◆ EXCERPTED PASSAGE:
***

Art, like political action, is about shifting the “partition lines”
of sense-based cognition, challenging the self-evident order of perception –
that is, it is about making us hear as discourse what was previously heard as
only noise or prattle, about seeing as fellow human beings those whom we
previously saw only as shadows. My working title shall be:
To give you some idea how I propose to proceed in this presentation, which,
logically, should also comprise the screening of several excerpts from
contemporary videos, consider the following U.S. Supreme Court decision in Woodson
v. North Carolina (1976):
“A process that accords no significance to relevant facets of the character
and record of the individual offender or the circumstances of the particular
offense excludes from consideration in fixing the ultimate punishment of death
the possibility of compassionate or mitigating factors stemming from the diverse
frailties of humankind. It treats all persons convicted of a designated offense
not as uniquely individual human beings, but as members of a faceless,
undifferentiated mass to be subjected to the blind infliction of the penalty of
death.”

***

◆ MATERIAL SHOWN:
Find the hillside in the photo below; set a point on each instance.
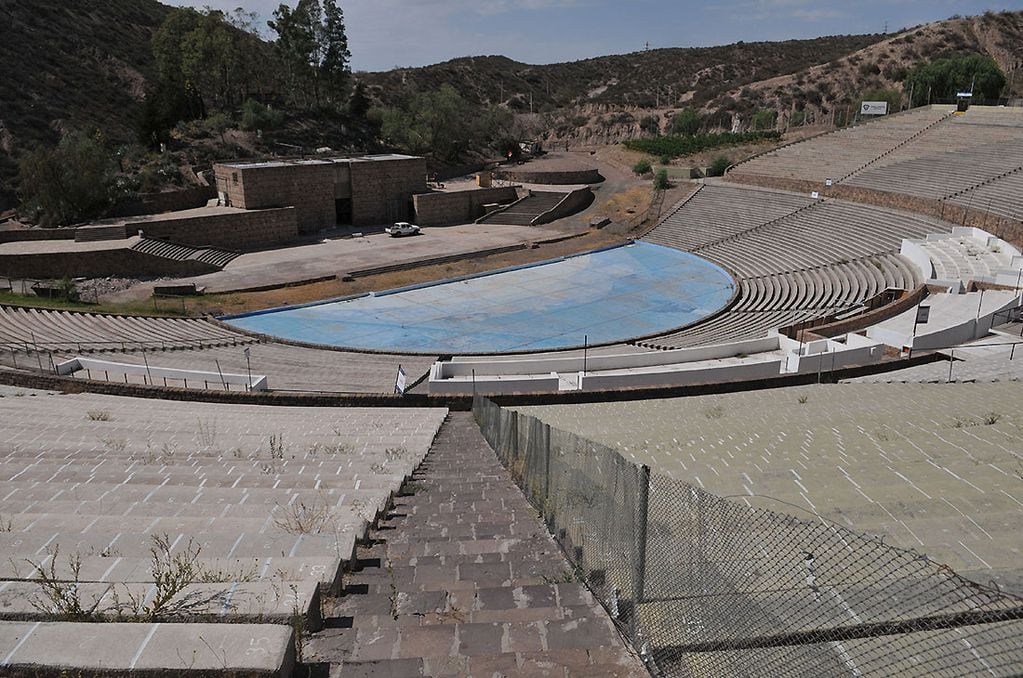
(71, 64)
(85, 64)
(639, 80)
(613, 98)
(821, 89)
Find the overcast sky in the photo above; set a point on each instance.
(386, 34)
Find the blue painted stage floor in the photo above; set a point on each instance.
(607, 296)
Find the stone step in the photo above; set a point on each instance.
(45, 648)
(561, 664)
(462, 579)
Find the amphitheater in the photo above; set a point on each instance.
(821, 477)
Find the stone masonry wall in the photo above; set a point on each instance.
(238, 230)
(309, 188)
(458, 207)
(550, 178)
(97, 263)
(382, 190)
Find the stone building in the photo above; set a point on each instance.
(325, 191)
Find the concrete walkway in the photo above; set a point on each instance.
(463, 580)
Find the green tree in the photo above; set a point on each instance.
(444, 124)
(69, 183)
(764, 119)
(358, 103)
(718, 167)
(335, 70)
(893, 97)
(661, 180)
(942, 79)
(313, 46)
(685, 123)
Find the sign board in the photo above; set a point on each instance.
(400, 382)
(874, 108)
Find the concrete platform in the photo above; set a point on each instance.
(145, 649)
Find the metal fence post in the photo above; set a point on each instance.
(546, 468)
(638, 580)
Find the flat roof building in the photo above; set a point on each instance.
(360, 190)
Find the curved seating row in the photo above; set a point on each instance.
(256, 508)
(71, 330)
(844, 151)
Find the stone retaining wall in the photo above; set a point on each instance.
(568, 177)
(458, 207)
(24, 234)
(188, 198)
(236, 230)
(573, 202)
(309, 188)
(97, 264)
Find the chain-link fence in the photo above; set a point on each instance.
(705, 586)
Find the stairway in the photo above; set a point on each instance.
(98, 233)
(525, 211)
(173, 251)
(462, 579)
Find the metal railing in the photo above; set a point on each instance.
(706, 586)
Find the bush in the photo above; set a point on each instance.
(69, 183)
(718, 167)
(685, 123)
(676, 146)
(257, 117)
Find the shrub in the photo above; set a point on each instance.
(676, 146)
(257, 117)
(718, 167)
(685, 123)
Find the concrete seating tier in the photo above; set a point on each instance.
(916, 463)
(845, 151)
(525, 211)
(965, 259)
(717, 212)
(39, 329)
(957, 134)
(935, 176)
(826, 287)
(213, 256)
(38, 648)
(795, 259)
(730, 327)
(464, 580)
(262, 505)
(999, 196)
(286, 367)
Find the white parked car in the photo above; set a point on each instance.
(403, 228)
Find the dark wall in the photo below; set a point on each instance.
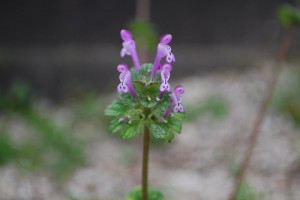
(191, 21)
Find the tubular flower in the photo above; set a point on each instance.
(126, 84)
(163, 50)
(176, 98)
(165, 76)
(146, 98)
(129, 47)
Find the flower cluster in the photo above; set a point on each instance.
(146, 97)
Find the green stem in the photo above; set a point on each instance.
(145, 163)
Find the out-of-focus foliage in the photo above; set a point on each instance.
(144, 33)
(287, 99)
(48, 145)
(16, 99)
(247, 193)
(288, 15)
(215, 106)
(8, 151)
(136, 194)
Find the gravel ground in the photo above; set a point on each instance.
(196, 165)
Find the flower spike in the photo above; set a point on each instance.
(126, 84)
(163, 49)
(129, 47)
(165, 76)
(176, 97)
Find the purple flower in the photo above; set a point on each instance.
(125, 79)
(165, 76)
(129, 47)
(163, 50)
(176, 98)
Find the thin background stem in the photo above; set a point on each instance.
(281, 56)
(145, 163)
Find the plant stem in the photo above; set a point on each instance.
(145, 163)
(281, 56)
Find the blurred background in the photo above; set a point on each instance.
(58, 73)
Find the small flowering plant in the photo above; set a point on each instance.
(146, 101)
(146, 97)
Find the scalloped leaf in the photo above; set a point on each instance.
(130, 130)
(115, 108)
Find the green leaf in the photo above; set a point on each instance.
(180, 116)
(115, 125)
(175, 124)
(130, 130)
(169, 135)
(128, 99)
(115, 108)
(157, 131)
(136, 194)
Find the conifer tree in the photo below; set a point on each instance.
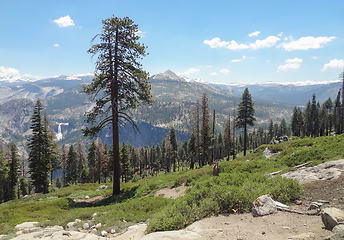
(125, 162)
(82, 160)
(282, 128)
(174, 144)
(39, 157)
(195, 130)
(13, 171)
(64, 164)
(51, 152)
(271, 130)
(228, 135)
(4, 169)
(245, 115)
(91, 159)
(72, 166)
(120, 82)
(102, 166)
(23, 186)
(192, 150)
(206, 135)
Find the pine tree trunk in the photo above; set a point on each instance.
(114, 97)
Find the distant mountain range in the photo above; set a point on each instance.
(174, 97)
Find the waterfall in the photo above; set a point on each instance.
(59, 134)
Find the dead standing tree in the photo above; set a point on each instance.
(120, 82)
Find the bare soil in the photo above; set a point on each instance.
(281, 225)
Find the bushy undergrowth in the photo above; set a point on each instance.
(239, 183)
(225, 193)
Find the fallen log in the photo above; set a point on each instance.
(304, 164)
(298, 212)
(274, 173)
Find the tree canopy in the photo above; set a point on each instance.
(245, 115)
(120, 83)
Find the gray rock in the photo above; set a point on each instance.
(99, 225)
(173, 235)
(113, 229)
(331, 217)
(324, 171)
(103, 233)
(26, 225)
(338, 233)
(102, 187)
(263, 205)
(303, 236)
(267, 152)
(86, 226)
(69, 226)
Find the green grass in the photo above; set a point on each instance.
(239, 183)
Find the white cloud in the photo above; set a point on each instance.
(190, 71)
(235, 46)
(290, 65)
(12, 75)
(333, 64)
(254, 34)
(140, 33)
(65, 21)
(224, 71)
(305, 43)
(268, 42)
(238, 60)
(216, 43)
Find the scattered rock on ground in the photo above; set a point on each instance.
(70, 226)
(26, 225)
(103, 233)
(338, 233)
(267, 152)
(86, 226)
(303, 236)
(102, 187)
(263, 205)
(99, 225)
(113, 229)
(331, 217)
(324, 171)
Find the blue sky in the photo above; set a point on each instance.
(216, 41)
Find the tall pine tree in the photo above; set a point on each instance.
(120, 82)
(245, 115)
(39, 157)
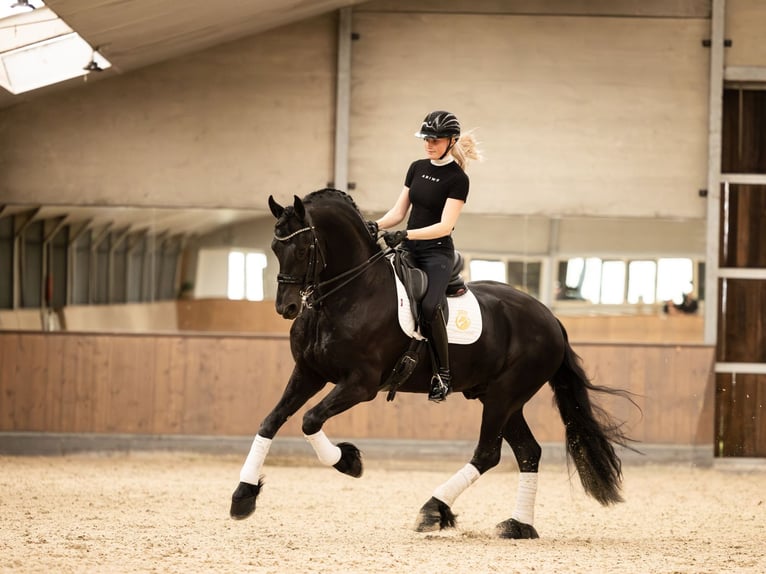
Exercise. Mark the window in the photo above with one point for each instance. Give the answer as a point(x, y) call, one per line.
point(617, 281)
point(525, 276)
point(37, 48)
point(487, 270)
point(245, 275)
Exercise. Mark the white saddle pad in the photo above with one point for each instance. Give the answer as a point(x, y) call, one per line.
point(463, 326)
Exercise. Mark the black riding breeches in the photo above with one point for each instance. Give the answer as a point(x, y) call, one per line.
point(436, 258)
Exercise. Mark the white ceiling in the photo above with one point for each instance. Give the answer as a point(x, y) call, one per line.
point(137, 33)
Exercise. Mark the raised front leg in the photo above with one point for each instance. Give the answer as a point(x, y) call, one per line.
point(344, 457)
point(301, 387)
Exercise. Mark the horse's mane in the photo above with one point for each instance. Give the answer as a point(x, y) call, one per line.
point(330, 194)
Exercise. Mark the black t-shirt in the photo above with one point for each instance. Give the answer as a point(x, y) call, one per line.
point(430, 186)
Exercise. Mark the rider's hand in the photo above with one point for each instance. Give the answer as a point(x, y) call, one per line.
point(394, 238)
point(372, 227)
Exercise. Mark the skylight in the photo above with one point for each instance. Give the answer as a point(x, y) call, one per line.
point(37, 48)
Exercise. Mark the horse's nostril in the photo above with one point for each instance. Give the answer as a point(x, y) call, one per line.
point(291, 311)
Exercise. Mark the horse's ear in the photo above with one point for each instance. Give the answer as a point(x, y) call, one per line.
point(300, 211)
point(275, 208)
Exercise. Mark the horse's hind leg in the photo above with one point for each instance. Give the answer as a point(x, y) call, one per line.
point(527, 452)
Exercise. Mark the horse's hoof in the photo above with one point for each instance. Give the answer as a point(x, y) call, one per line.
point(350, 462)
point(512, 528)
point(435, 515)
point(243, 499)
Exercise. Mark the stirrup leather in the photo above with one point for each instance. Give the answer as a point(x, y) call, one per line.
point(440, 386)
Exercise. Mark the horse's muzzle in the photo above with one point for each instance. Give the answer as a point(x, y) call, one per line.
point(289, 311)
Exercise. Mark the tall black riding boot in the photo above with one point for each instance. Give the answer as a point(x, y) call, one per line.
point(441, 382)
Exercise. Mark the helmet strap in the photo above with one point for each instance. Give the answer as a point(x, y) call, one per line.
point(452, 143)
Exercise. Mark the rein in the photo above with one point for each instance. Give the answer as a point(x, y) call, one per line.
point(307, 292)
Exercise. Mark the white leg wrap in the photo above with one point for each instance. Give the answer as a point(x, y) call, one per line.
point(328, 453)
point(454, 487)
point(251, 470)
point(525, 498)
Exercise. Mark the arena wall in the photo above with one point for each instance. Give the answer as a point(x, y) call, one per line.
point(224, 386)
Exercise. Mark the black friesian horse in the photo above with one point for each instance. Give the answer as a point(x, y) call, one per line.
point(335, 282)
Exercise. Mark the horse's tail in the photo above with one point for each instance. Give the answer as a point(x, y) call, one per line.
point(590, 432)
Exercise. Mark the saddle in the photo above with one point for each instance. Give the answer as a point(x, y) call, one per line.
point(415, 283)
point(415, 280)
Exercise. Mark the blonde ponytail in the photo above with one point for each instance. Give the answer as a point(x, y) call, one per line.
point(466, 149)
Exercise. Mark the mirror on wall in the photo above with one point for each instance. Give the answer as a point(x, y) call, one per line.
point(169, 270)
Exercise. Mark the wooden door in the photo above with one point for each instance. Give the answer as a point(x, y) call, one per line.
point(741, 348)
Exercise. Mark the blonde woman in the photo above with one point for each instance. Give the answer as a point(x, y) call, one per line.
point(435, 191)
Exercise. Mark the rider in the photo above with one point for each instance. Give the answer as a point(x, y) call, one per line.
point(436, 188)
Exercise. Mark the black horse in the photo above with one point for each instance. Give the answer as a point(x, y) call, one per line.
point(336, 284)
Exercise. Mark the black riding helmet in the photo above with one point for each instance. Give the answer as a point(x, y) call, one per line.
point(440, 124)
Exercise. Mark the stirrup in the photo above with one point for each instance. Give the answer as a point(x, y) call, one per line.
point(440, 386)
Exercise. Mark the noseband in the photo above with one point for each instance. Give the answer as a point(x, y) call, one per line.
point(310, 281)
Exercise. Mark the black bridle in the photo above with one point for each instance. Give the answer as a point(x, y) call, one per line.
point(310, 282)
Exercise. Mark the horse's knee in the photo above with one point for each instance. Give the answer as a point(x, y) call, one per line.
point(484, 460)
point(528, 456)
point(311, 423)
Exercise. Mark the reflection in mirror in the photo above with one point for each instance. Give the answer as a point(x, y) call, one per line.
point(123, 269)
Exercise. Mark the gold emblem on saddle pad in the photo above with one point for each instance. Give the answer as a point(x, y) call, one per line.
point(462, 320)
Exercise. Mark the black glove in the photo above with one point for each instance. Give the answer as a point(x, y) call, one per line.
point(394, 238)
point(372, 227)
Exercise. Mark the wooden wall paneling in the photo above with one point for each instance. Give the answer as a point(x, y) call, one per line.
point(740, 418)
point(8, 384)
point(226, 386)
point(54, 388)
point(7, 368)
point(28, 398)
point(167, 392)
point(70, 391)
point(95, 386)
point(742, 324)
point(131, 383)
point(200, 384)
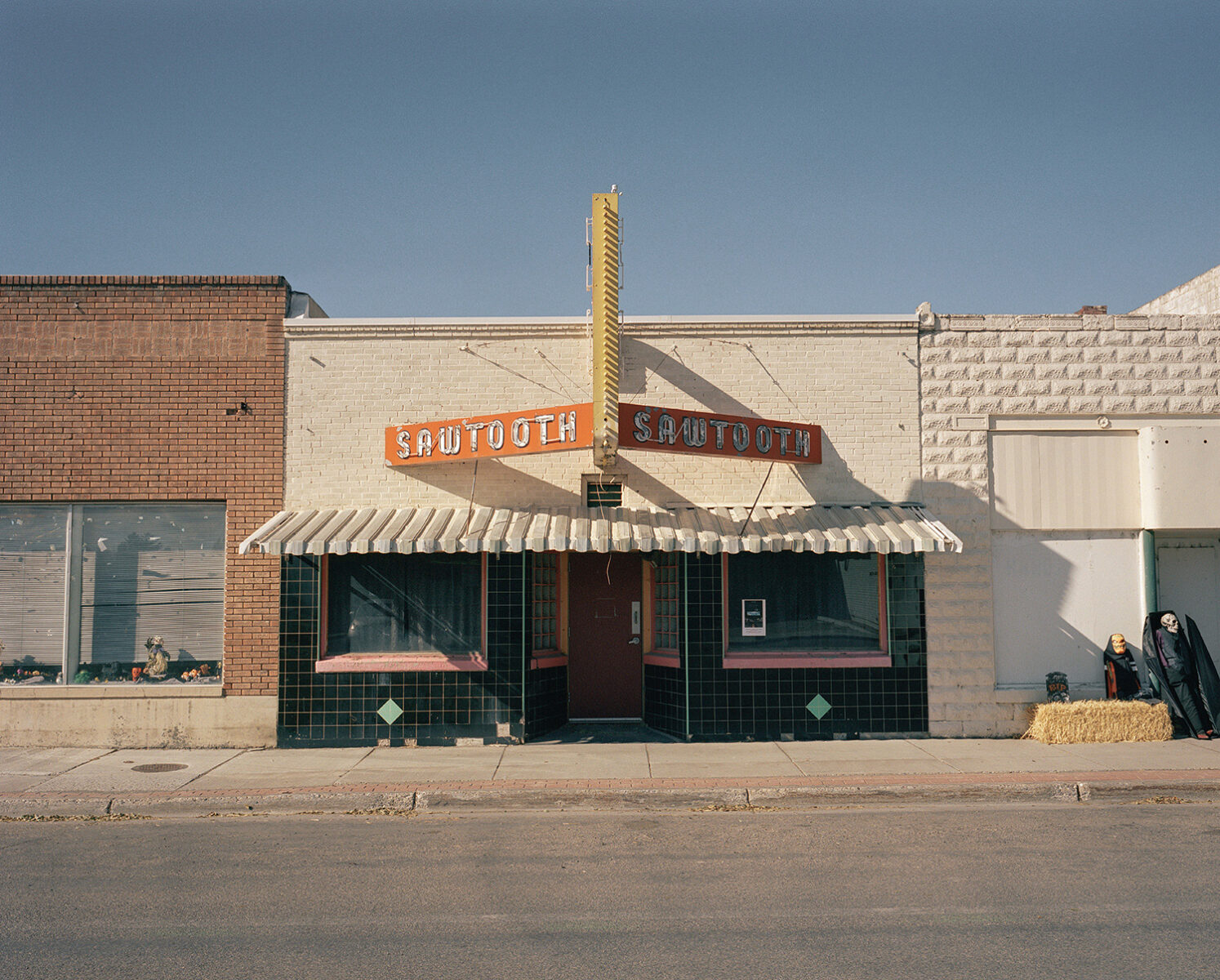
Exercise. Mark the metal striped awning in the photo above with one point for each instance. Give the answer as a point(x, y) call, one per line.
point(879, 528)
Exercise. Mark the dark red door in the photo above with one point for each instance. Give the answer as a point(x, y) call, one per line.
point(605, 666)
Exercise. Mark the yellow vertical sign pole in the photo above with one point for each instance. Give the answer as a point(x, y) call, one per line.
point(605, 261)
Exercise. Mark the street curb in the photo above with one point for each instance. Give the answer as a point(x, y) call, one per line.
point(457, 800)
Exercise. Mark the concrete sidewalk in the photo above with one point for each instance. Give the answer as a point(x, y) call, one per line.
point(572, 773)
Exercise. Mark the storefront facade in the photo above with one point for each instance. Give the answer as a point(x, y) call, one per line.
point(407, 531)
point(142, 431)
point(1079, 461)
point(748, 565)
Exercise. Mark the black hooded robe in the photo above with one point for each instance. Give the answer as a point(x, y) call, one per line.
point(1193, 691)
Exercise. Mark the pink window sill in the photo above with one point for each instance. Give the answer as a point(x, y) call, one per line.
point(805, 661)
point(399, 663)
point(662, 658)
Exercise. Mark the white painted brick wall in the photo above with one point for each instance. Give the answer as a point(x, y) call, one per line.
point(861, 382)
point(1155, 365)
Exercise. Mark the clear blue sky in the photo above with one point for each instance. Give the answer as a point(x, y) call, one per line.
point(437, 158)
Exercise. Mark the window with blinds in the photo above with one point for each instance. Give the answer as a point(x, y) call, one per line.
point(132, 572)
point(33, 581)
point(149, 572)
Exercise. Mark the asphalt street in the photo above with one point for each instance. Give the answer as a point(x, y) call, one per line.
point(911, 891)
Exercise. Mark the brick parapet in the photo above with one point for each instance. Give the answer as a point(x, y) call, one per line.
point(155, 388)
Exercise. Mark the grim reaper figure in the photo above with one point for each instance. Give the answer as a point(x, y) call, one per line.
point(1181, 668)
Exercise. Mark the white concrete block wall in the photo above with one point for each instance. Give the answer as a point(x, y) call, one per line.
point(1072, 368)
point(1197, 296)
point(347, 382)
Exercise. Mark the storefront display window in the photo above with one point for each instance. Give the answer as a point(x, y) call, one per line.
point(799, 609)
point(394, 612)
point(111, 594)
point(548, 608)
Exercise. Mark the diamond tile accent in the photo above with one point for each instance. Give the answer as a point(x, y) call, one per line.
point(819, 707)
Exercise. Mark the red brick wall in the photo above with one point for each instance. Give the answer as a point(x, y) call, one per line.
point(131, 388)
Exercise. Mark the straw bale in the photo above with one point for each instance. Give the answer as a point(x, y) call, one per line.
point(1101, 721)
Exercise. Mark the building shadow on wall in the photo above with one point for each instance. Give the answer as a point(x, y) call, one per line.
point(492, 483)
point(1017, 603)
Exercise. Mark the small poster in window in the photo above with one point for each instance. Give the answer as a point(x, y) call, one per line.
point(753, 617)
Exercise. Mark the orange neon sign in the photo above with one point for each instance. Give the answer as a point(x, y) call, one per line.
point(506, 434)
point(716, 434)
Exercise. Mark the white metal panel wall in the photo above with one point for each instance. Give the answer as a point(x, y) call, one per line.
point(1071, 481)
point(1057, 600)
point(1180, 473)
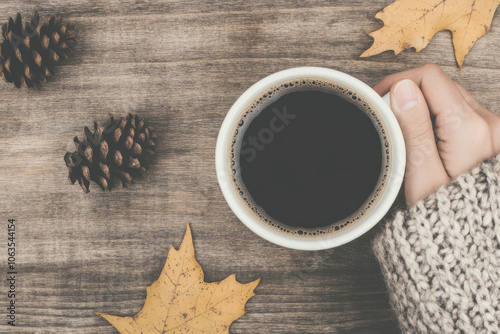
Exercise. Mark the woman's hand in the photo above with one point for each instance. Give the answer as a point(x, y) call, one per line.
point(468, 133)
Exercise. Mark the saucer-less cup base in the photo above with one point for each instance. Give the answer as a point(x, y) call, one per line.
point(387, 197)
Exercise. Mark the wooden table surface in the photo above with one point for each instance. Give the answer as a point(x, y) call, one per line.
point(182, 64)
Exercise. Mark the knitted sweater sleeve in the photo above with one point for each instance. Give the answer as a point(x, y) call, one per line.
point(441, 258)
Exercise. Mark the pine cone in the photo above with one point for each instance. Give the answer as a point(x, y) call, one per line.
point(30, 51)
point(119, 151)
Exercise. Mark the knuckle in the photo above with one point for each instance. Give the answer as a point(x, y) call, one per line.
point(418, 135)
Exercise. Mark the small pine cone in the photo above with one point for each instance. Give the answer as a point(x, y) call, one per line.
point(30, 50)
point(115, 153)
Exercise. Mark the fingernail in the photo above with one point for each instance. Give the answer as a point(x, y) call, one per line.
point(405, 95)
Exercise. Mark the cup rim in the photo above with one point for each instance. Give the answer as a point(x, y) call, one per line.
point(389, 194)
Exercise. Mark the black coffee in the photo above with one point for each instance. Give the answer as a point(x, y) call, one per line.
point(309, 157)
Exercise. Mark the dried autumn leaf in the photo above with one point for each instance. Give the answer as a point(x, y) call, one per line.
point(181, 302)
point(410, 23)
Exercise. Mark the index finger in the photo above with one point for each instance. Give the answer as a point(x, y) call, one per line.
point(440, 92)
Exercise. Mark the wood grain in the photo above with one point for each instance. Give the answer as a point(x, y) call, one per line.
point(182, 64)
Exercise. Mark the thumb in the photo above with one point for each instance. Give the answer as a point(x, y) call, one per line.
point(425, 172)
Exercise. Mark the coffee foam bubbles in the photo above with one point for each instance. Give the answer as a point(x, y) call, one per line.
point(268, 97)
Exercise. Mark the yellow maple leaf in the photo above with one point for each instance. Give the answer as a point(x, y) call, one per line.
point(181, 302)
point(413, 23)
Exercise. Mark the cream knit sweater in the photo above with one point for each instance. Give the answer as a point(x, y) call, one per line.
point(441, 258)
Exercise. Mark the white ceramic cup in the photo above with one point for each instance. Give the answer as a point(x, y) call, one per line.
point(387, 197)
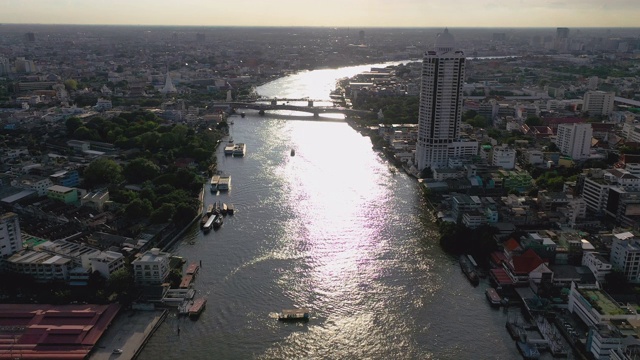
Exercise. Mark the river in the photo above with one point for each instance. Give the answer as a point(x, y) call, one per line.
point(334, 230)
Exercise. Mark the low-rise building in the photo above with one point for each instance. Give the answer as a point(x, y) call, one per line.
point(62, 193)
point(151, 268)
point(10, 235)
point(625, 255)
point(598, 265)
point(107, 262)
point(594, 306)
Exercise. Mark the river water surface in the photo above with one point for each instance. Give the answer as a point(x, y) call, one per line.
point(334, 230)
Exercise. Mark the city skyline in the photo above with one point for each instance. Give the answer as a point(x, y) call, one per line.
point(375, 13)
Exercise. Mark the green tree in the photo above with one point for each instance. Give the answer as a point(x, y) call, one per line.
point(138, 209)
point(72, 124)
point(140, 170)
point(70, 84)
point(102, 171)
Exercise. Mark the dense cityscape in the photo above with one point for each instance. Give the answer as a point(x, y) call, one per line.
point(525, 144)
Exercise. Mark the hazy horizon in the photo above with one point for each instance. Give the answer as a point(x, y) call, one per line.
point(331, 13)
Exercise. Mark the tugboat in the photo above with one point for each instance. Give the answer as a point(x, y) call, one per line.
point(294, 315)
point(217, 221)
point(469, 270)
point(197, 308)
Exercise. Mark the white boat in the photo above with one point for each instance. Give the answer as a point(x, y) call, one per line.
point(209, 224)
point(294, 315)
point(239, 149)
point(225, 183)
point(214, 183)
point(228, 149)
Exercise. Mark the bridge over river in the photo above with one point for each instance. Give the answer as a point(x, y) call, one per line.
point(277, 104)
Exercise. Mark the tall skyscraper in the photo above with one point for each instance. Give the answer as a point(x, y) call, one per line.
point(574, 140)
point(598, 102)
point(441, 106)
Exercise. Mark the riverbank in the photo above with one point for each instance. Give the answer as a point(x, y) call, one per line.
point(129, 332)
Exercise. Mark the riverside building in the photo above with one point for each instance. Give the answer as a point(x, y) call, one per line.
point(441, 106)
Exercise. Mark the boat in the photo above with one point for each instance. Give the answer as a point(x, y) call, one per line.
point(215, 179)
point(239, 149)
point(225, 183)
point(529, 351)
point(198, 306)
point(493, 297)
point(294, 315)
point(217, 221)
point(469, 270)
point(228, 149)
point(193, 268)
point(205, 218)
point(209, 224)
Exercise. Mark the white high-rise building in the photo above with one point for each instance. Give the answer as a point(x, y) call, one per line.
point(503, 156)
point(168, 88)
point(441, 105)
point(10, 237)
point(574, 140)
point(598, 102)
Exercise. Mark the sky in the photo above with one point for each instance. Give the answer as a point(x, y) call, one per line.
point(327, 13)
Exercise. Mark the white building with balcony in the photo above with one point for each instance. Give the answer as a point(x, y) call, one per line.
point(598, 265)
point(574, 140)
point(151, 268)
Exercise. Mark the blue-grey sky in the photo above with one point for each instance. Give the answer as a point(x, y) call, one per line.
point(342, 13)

***

◆ TASKS TO CARRY OUT:
**a.** Answer these about the excerpted passage:
(i) What does the excerpted passage say art, like political action, is about shifting?
(ii) Which U.S. Supreme Court decision does it quote, and from what year?
(iii) In the quoted decision, how does such a process treat all persons convicted of a designated offense?
**b.** Copy the records word for word, starting at the line containing "Exercise. Mark the black riding breeches" and going up to and including the line containing "point(301, 387)".
The excerpted passage and the records have nothing to do with each other.

◆ RESPONSES IN ORDER:
**a.**
(i) The "partition lines" of sense-based cognition.
(ii) Woodson v. North Carolina, from 1976.
(iii) Not as uniquely individual human beings, but as members of a faceless, undifferentiated mass to be subjected to the blind infliction of the penalty of death.

**b.**
Exercise. Mark the black riding breeches in the photo above with one point for each instance. Give the answer as a point(x, y) call, one per line.
point(436, 258)
Exercise. Mark the white ceiling in the photo above with one point for each instance. Give the answer as a point(x, y) call, one per line.
point(137, 33)
Exercise. Mark the raised front leg in the photo above with one point for each instance. Give the answer as a point(x, y) call, one per line.
point(344, 457)
point(301, 387)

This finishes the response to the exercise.